> **INSTRUCTIONS FOR THE TASK**:
Give back the full listing exactly as written.

Top of SOURCE DATA

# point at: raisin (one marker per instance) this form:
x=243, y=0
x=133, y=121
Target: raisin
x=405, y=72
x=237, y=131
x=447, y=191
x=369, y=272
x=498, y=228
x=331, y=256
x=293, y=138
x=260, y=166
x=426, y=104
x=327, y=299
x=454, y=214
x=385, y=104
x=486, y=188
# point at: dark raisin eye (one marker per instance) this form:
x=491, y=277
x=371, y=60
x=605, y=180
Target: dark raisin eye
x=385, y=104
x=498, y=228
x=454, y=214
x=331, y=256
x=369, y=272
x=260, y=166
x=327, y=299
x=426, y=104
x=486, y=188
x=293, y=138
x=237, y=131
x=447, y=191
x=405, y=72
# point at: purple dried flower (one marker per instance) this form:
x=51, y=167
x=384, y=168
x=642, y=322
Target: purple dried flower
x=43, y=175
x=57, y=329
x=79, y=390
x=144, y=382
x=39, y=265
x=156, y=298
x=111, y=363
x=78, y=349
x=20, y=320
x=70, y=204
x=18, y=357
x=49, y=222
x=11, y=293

Bottom of SOURCE DATA

> **WRITTEN RESPONSE**:
# point at: raisin (one marker per instance) this form:
x=243, y=0
x=133, y=121
Target: raisin
x=405, y=72
x=237, y=131
x=447, y=191
x=369, y=272
x=498, y=228
x=331, y=256
x=293, y=138
x=260, y=166
x=426, y=104
x=327, y=299
x=454, y=214
x=385, y=104
x=486, y=188
# point at: dark raisin eye (one marker per instance) this form:
x=491, y=277
x=371, y=60
x=605, y=180
Target: dark raisin eye
x=385, y=104
x=498, y=228
x=454, y=214
x=331, y=256
x=369, y=272
x=260, y=166
x=327, y=299
x=426, y=104
x=486, y=188
x=293, y=138
x=237, y=131
x=447, y=191
x=405, y=72
# point at: purple dried flower (one marker per instance) this form:
x=51, y=167
x=384, y=168
x=642, y=322
Target: purple dried flower
x=43, y=175
x=57, y=329
x=79, y=390
x=144, y=382
x=39, y=265
x=156, y=298
x=111, y=363
x=78, y=349
x=20, y=320
x=70, y=204
x=18, y=357
x=49, y=222
x=11, y=293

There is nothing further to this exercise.